Would you copy only the lines below, beginning with the one that contains "Can you see the double" and running through the last entry line?
------------------------------------------------
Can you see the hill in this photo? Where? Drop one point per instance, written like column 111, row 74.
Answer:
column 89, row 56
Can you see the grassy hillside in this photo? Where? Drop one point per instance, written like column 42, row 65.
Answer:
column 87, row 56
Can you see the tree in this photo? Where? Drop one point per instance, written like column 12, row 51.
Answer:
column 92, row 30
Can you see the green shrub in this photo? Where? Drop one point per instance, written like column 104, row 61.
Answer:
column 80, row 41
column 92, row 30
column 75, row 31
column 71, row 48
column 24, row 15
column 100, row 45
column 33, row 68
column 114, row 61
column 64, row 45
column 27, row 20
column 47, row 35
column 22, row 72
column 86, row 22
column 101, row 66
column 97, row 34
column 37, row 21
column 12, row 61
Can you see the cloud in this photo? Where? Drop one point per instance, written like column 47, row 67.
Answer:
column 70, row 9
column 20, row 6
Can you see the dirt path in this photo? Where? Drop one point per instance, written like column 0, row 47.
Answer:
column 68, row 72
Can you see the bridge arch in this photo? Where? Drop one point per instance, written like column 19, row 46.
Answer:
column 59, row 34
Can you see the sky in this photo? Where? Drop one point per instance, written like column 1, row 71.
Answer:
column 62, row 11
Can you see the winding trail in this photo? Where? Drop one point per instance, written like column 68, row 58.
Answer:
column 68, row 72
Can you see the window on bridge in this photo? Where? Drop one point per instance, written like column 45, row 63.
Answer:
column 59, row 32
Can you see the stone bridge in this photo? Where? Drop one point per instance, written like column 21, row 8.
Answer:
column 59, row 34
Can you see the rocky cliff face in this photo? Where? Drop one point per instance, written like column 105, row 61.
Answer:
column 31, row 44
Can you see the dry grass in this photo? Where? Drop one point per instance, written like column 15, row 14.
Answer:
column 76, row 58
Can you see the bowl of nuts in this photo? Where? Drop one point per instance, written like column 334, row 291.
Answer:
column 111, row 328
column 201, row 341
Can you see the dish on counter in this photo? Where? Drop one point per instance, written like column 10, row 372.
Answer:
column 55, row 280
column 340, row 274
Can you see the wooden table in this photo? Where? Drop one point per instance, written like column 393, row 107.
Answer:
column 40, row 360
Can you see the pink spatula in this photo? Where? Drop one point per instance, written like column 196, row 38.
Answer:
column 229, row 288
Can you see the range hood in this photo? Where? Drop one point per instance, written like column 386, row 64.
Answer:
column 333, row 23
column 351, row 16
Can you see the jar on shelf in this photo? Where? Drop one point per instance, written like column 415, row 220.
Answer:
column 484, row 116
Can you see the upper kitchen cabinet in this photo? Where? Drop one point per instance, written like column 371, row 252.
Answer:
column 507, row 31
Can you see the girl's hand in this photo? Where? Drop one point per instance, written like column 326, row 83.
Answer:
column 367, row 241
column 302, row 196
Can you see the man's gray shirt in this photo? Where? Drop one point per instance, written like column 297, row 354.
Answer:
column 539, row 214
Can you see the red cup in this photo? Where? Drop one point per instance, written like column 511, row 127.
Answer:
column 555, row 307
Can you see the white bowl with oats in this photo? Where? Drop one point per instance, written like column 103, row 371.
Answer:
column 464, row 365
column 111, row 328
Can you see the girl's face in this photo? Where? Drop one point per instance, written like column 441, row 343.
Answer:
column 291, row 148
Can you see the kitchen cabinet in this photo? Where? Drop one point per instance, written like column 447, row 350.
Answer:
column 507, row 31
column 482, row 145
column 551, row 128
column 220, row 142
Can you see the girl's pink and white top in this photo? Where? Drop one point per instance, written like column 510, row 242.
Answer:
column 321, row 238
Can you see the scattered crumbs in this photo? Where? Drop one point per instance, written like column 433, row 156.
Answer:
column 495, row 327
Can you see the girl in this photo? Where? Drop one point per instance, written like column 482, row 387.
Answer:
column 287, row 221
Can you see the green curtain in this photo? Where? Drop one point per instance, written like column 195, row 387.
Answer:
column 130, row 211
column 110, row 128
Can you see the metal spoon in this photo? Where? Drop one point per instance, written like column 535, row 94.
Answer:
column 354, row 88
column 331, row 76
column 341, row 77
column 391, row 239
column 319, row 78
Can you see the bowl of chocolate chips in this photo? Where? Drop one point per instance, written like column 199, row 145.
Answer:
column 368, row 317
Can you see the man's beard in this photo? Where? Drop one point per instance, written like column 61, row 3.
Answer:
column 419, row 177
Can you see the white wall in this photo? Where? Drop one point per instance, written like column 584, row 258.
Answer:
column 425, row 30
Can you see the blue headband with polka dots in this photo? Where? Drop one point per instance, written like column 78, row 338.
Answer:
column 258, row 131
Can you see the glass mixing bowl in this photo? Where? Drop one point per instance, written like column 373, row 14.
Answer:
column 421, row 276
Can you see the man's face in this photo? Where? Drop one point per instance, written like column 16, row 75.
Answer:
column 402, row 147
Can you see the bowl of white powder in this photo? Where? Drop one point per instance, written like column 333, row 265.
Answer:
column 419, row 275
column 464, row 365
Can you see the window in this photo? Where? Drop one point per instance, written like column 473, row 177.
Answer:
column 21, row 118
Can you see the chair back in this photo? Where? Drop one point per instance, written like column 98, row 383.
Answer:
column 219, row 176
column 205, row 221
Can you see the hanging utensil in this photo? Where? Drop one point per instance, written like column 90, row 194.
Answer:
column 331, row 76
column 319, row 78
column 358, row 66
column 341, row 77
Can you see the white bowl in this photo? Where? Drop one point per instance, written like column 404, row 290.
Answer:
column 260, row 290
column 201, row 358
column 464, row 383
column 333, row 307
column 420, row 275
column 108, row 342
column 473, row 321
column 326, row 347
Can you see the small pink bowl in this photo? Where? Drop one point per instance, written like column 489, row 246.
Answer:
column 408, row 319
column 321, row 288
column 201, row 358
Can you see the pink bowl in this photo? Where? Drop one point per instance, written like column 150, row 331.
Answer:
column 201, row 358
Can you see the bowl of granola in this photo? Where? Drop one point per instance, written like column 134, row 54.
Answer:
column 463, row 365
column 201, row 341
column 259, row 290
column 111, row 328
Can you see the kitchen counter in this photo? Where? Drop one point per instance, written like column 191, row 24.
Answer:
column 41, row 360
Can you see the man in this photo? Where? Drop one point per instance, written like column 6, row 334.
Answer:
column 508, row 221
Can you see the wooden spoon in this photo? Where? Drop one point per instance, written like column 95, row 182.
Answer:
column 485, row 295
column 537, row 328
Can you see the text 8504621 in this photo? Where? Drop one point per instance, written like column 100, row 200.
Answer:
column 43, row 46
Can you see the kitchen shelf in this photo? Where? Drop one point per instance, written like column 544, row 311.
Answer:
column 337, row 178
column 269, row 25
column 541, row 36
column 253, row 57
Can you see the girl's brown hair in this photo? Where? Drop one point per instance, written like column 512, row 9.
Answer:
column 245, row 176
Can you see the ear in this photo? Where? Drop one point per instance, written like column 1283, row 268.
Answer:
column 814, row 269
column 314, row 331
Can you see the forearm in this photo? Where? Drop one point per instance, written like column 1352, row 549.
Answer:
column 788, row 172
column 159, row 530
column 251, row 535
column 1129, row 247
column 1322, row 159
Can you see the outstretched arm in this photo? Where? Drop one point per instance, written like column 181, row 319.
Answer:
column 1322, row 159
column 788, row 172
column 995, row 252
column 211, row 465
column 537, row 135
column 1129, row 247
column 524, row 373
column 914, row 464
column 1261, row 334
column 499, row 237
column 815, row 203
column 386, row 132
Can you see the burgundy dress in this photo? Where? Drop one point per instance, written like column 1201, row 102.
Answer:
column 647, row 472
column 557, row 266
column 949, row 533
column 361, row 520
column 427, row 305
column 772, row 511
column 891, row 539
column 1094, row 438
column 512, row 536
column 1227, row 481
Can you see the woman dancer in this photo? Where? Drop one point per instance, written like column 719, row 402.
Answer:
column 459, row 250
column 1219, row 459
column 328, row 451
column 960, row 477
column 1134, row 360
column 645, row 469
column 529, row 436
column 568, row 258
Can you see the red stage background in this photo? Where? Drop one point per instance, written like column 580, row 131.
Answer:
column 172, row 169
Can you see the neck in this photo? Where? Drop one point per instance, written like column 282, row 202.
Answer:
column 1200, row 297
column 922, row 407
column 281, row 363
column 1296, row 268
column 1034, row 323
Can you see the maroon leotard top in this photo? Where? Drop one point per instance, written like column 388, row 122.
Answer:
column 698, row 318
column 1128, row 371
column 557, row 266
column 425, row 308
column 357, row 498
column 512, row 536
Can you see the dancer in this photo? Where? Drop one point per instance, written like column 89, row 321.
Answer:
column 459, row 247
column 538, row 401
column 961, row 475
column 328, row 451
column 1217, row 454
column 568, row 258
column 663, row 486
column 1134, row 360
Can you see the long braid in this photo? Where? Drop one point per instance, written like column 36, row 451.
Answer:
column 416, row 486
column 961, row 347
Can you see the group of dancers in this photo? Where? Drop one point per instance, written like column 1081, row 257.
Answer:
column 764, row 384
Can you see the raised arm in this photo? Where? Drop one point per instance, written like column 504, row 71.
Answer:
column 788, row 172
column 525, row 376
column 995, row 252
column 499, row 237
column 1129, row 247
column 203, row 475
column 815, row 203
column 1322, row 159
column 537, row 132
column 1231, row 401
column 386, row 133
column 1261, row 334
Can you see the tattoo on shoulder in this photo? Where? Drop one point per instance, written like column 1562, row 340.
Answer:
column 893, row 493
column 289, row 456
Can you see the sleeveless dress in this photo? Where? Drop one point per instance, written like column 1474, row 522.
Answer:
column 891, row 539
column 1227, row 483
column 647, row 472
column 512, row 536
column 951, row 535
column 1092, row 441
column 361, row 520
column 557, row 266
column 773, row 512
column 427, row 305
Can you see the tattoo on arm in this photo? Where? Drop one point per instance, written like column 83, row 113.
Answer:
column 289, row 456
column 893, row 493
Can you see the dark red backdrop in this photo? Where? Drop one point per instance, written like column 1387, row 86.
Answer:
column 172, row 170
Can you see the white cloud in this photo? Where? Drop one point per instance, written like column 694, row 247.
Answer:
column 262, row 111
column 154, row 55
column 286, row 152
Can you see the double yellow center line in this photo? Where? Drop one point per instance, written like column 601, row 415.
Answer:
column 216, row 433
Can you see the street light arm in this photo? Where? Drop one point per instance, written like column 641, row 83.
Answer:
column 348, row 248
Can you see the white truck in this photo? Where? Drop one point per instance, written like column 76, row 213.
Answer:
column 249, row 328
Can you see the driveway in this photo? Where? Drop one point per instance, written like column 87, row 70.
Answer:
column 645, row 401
------------------------------------------------
## Result below
Can you see the double yellow center line in this photo? Where? Drop one point per instance, written like column 601, row 415.
Answer:
column 216, row 433
Can you see the street light arm in this photo? Where? Drop one point per instance, written like column 641, row 83.
Answer:
column 348, row 248
Can you see the white truck in this photo? Where? Drop one point per instance, written like column 76, row 213.
Answer:
column 249, row 328
Can you see the driveway in this photo? Where? Drop one point per instance, written like column 87, row 70.
Answer:
column 645, row 401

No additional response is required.